Reproduce the items verbatim, starting at the line with "of the thick" and continuing through the line with "(1031, 517)", inclusive.

[BEGIN]

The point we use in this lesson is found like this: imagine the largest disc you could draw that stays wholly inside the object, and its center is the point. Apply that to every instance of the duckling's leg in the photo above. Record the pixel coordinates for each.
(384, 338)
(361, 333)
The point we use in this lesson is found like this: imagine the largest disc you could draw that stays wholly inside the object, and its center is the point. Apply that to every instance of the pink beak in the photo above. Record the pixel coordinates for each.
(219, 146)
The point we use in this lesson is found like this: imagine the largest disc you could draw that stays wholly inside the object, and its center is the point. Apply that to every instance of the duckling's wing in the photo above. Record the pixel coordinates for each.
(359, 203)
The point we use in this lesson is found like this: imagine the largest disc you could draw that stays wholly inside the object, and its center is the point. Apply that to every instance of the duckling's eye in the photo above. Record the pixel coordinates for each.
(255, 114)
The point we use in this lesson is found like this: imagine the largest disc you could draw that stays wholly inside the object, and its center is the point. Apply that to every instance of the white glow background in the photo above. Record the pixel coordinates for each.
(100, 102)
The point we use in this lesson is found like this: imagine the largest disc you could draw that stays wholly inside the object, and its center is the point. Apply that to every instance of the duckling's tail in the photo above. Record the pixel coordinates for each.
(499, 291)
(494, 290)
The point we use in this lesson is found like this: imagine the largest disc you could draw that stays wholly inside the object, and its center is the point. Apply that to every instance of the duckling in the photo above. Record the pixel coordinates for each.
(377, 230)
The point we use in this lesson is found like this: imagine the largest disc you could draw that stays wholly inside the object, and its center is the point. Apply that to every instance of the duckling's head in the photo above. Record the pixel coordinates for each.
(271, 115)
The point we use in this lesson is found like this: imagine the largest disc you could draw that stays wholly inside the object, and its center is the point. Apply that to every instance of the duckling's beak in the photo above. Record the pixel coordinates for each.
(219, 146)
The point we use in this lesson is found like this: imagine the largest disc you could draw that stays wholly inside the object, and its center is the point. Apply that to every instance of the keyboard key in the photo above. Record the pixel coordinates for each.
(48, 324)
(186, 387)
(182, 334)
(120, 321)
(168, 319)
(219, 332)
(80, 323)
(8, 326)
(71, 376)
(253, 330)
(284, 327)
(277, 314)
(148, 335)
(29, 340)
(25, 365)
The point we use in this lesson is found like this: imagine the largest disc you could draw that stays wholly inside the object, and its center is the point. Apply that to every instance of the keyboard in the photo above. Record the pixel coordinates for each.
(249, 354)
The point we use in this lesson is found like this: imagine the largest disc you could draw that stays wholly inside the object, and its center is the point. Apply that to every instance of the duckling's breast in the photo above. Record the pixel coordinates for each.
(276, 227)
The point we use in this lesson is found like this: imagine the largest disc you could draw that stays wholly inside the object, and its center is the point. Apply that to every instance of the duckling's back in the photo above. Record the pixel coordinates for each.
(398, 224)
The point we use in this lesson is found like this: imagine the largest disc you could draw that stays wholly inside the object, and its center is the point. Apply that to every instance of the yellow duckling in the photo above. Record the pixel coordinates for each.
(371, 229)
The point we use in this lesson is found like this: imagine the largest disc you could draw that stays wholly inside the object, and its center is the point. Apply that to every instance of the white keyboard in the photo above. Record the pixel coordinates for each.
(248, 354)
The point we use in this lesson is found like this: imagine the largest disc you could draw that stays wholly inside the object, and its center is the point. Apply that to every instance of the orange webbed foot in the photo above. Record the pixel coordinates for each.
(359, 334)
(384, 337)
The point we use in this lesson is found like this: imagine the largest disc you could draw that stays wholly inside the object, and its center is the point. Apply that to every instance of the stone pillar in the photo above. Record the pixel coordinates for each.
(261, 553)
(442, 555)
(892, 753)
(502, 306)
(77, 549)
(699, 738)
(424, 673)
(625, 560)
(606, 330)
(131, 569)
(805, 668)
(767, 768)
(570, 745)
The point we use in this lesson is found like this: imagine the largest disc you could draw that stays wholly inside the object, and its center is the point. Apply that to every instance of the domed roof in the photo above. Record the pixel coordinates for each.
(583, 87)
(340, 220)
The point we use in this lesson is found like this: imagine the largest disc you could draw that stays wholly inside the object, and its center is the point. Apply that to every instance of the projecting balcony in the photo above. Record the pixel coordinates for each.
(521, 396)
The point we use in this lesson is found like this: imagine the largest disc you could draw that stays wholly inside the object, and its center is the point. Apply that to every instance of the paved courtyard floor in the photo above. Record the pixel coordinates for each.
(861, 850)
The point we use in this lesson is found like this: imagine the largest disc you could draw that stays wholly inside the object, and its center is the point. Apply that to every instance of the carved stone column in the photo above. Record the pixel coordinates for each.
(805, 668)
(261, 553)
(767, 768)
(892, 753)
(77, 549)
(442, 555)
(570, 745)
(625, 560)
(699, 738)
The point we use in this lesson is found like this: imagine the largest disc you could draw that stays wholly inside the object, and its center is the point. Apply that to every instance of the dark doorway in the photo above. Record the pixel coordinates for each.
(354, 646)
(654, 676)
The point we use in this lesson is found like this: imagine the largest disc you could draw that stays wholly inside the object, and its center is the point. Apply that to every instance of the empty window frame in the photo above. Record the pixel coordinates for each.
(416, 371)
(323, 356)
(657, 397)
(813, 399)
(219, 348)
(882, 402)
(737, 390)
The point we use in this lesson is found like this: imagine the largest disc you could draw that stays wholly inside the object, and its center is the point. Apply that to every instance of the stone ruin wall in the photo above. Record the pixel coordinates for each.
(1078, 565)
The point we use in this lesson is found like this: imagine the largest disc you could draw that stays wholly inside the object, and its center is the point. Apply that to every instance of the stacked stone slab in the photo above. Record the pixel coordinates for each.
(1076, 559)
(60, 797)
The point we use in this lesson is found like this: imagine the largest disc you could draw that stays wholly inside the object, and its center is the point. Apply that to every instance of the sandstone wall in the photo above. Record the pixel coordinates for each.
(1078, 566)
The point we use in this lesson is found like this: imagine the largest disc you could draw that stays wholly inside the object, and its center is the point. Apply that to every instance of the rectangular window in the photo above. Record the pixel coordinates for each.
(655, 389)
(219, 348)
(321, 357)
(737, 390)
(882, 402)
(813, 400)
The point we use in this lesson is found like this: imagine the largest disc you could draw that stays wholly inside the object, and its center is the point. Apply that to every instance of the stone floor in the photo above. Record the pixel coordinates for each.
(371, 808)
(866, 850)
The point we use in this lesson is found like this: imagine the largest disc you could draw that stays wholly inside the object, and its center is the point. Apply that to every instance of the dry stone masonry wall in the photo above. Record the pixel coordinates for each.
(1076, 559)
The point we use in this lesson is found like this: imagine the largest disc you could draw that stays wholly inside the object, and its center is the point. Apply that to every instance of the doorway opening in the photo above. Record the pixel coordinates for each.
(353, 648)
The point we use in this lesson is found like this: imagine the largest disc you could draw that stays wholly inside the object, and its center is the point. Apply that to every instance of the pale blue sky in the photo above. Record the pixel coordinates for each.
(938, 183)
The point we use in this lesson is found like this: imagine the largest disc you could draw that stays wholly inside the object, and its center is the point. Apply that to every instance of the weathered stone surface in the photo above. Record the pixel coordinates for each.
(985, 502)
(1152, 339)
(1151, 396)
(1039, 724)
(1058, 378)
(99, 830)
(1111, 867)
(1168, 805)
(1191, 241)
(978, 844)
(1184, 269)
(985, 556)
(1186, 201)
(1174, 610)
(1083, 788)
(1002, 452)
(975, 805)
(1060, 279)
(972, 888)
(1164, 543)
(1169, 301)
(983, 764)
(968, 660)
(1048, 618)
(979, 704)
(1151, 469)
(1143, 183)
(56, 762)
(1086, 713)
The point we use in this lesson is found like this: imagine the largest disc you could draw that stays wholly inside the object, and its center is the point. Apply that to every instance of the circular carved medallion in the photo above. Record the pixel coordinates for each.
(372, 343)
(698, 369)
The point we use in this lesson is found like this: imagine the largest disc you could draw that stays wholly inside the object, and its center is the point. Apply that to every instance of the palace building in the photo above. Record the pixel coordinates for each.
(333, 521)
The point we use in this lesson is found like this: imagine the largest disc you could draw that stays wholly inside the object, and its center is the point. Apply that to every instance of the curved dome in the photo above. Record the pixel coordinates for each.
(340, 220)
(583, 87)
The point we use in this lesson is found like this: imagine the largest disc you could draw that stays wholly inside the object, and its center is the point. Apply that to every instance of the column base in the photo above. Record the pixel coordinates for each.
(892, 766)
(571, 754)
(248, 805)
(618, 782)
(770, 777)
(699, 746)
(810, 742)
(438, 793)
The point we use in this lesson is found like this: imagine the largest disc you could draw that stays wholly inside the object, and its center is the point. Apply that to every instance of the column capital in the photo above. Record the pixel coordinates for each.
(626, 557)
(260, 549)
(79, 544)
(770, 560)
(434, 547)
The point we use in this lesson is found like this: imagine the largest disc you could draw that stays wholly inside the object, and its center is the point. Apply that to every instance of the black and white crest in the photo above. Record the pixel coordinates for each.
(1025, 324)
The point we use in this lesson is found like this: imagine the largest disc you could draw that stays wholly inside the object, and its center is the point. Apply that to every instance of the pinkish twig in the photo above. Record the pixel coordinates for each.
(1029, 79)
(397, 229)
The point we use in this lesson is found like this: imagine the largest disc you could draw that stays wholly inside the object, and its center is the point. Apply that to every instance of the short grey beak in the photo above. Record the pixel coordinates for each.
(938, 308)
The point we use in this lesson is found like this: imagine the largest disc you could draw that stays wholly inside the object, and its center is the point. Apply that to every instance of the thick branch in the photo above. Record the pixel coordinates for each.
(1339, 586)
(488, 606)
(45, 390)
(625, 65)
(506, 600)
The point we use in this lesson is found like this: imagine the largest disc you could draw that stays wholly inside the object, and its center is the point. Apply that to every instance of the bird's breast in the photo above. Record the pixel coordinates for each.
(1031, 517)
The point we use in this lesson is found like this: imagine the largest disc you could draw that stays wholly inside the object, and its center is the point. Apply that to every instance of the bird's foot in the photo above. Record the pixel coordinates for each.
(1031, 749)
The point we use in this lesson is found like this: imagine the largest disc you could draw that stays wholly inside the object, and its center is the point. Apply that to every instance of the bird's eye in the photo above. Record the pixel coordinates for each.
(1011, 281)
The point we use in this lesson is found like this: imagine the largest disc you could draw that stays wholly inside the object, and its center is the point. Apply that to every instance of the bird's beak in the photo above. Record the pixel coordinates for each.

[END]

# Answer to this exercise:
The point we use in this lesson is found like this: imagine the largest disc you could draw that stays wholly inside the object, and its center is the point. Apply that to every instance of the thick branch in the photo above. Record the pixel coordinates for each.
(1339, 586)
(488, 606)
(45, 390)
(625, 65)
(506, 600)
The point we use in this lesson is found like this: imagine the largest disc you could draw that stays wholly inside the object, and its center is the point. Apply that to every instance of the bird's breast in the photo above. Record the pixel coordinates for each.
(1031, 517)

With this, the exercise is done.